What is Palliative Care?
According to the Center to Advance Palliative Care, “Palliative care is specialized medical care for people living with a serious illness. This type of care is focused on providing relief from the symptoms and stress of the illness. The goal is to improve quality of life for both the patient and the family.”
Inherent in this definition are the following principles:
Palliative medicine affirms life and regards death as a natural process. Along with that, palliative medicine intends to neither hasten nor postpone death
Palliative medicine integrates the psychological and spiritual aspects of patient care
Palliative medicine utilizes an interdisciplinary team - often composed of physicians, nurses, licensed clinical social workers, pharmacists, and chaplains - to provide a support system which allows patients to live as comfortably and actively as possible until death
Palliative medicine is applicable early in the course of illness and in conjunction with other disease-directed treatments which are intended to prolong life, including chemotherapy, radiation or surgery. It can be delivered at home, in the clinic or in the hospital. In fact, the majority of palliative care is delivered to patients in the outpatient setting who are still getting treatment for their disease
Palliative medicine is not the same hospice. If palliative medicine were a pizza pie, hospice would be just one slice of the pie, reserved specifically for patients who have six months or less to live (though some patients end up living much longer) and, just as importantly, for whom disease-directed treatments are no longer aligned with their values.

Action item - Write the next part of the palliative care text, starting right after its last sentence.

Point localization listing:

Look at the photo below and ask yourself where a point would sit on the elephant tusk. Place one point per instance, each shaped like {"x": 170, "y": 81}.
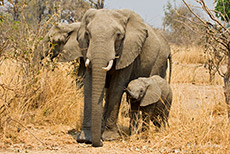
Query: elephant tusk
{"x": 87, "y": 62}
{"x": 109, "y": 66}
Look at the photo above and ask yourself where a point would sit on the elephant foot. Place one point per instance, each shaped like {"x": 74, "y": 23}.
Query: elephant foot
{"x": 84, "y": 137}
{"x": 98, "y": 145}
{"x": 110, "y": 135}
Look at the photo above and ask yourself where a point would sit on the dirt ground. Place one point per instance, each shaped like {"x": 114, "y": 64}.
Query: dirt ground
{"x": 60, "y": 139}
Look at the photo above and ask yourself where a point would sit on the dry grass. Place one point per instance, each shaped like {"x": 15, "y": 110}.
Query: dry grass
{"x": 198, "y": 119}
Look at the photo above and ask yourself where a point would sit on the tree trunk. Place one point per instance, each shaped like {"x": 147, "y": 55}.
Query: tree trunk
{"x": 227, "y": 87}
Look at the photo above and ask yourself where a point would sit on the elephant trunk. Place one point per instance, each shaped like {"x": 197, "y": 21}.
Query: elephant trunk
{"x": 98, "y": 82}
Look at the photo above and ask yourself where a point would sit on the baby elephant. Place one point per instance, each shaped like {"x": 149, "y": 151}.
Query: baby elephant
{"x": 152, "y": 96}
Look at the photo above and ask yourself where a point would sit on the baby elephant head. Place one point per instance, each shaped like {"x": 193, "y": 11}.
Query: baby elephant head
{"x": 145, "y": 90}
{"x": 136, "y": 89}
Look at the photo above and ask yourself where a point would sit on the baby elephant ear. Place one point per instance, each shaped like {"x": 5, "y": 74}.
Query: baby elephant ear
{"x": 71, "y": 49}
{"x": 152, "y": 95}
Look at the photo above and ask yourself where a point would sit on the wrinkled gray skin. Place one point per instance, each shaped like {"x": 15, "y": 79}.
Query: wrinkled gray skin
{"x": 135, "y": 48}
{"x": 152, "y": 96}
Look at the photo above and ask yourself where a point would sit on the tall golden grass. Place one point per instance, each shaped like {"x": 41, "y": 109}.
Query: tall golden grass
{"x": 198, "y": 119}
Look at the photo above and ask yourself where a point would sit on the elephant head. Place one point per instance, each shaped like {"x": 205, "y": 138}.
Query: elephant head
{"x": 112, "y": 40}
{"x": 59, "y": 41}
{"x": 146, "y": 90}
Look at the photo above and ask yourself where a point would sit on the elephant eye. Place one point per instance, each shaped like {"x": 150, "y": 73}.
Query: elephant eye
{"x": 141, "y": 91}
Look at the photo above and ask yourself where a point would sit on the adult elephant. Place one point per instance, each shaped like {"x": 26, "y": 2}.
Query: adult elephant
{"x": 115, "y": 46}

Output of the task -
Most people are surprised to learn that the term Palliative Care was coined by a surgeon, Dr. Balfour Mount. Dr. Mount trained as a urologic oncologist under Dr. Willet Whitmore at Memorial Sloan Kettering in New York City and spent his career practicing at the Royal Victoria Hospital in Montreal, Canada. In the early 1970s, Dr. Mount heard a talk by Dr. Elizabeth Kubler Ross about death and dying.
He was so moved that he eventually travelled to England to study with Dame Cicely Saunders, the founder of the modern hospice movement. When he returned to Montreal, Dr. Mount created the first inpatient palliative care unit in North America with the goal of anticipating, preventing and treating the suffering that many patients experience in the late phases of life limiting illnesses.
In the United States, surgeons played an important role in the early hospice movement.
Dr. Jack Zimmerman trained as a cardiothoracic surgeon under Dr. Alfred Blalock at Johns Hopkins and wrote extensively about the use of Souttar Tube, an early esophageal stent that he utilized as a palliative treatment for patients with esophageal cancer. In 1977, he helped to found the fifth hospice program in the United States, the Church Home and Hospital Hospice.
Dr. Bob Milch, a general surgeon from Amherst, New York, co-founded Hospice Buffalo and served as its medical director. Along with Dr. Geoffrey Dunn, he was responsible for introducing the concept of palliative care to the American College of Surgeons.